- OPDRACHT A:
Geef alle onderdelen van het programma die de tekst over het Neuroscience Symposium noemt, elk met het tijdstip erbij.
- OPDRACHT B:
Schrijf de tekst over het Neuroscience Symposium verder, te beginnen na de laatste zin.

- LEESTEKST:
Chris Klink & Matthew SelfNeuroscience Symposium
De Neuroscience Symposia worden wekelijks georganiseerd door het Nederlands Herseninstituut. De presentaties worden gegeven door de onderzoekers van het Instituut of door gastsprekers. De titel en de inhoud van het symposium wordt doorgaans in de week voorafgaand aan de presentatie bekend gemaakt.
Colloquium zaal – Nederlands Herseninstituut
16:00 – Chris Klink | Benchmarking population receptive fields with fMRI and large-scale neurophysiology in non-human primates
16:30 – Matthew Self | A fovea-like representation of space in mouse visual cortex
17:00 – Discussie en borrel
Benchmarking population receptive fields with fMRI and large-scale neurophysiology in non-human primates
Population receptive field (pRF) mapping (Dumoulin & Wandell, 2008) is a popular method to quantitatively estimate the retinotopic organization of the human brain using fMRI. The method fits receptive field properties to the hemodynamic BOLD response with the assumption that this signal reflects the cumulative neuronal receptive field properties of large populations of neurons within each voxel. While the fMRI-based visual field maps are qualitatively in accordance with classic single cell receptive fields obtained from invasive recordings in animals, it remains unclear what aspect of the underlying neuronal signal the BOLD signal reflects. This question is especially relevant when the pRF-mapping method is used to make inferences about cognitive functions, for instance in clinical studies. In an attempt to answer this question, we performed fMRI and large-scale neurophysiological recordings in awake non-human primates and compared the population receptive field estimates derived from the BOLD signal against those derived from multi-unit spiking activity and different frequency bands of the local field potential. These intraspecies crossmodal comparisons can provide insight into the neurophysiological basis of the BOLD signal, and directly benchmark visual field maps that are obtained with non-invasive methods against more precise invasive measures that are generally impossible to record in humans on this scale.

- GEGEVENSUITTREKSEL:

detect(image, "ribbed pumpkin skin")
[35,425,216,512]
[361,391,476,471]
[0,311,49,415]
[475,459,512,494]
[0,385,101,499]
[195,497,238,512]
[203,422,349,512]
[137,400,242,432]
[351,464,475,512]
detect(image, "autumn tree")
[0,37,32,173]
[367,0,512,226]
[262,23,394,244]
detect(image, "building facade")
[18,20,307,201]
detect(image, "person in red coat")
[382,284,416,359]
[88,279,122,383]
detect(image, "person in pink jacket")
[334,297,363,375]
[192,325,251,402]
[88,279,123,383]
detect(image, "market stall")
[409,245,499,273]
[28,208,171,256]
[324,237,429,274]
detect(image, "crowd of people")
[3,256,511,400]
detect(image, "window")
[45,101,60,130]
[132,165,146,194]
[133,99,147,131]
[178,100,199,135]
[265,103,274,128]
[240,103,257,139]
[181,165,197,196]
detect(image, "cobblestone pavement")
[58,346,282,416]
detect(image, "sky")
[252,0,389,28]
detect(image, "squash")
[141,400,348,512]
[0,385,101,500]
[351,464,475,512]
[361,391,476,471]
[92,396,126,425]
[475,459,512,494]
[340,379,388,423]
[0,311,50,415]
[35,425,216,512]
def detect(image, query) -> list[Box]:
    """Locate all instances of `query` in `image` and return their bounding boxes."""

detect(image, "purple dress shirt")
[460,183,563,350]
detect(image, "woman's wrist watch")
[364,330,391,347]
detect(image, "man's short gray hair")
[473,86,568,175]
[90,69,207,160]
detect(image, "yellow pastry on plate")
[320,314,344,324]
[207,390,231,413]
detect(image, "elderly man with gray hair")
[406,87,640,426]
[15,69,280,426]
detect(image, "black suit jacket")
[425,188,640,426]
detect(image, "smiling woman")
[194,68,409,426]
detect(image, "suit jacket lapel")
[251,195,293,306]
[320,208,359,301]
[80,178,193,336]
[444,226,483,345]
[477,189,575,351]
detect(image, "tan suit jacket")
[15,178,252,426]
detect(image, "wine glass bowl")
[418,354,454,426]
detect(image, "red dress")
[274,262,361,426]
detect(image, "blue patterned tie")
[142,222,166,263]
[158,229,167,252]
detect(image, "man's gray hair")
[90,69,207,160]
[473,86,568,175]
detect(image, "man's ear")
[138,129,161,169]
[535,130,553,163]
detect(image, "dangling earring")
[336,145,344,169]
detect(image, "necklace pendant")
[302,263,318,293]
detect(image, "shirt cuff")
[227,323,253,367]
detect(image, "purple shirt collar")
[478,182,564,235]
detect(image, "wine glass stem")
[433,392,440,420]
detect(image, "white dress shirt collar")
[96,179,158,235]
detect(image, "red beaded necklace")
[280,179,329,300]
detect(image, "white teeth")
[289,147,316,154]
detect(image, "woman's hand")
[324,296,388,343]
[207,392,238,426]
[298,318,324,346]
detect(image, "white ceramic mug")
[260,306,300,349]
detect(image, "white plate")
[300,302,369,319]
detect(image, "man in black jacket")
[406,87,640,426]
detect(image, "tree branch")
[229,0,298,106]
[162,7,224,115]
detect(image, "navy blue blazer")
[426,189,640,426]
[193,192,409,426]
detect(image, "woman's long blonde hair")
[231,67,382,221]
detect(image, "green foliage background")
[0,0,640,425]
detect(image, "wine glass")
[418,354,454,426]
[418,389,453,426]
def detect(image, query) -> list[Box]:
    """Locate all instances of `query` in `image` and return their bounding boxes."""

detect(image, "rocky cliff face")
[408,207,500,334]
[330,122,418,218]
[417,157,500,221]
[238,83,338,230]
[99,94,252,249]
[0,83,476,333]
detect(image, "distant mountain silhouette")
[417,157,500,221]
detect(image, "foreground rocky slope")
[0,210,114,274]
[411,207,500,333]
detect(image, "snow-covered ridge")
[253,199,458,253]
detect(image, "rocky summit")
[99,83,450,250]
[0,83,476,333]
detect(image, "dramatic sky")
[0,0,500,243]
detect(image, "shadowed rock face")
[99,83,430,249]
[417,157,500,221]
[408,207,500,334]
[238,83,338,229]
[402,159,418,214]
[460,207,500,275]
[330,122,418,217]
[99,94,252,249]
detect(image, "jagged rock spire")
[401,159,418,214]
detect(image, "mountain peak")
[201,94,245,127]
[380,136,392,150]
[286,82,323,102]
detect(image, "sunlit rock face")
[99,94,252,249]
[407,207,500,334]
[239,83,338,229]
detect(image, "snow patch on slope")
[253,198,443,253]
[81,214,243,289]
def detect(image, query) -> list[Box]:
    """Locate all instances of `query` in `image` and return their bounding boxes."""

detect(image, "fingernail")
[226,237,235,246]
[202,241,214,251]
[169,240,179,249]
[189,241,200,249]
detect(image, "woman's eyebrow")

- JOUW ANTWOORD A:
16:00 – Chris Klink: Benchmarking population receptive fields with fMRI and large-scale neurophysiology in non-human primates
16:30 – Matthew Self: A fovea-like representation of space in mouse visual cortex
17:00 – Discussie en borrel

- JOUW ANTWOORD B:
A fovea-like representation of space in mouse visual cortex
I will present data revealing a previously unsuspected organization of the visual cortex of mice. Using population receptive-field (pRF) mapping techniques we found that mouse visual cortex contains a region in which pRFs are considerably smaller. This region represents a location in space directly in front of, and slightly above, the mouse. This organization superficially resembles that of the fovea in primates and has important implications for the use of the mouse model of vision.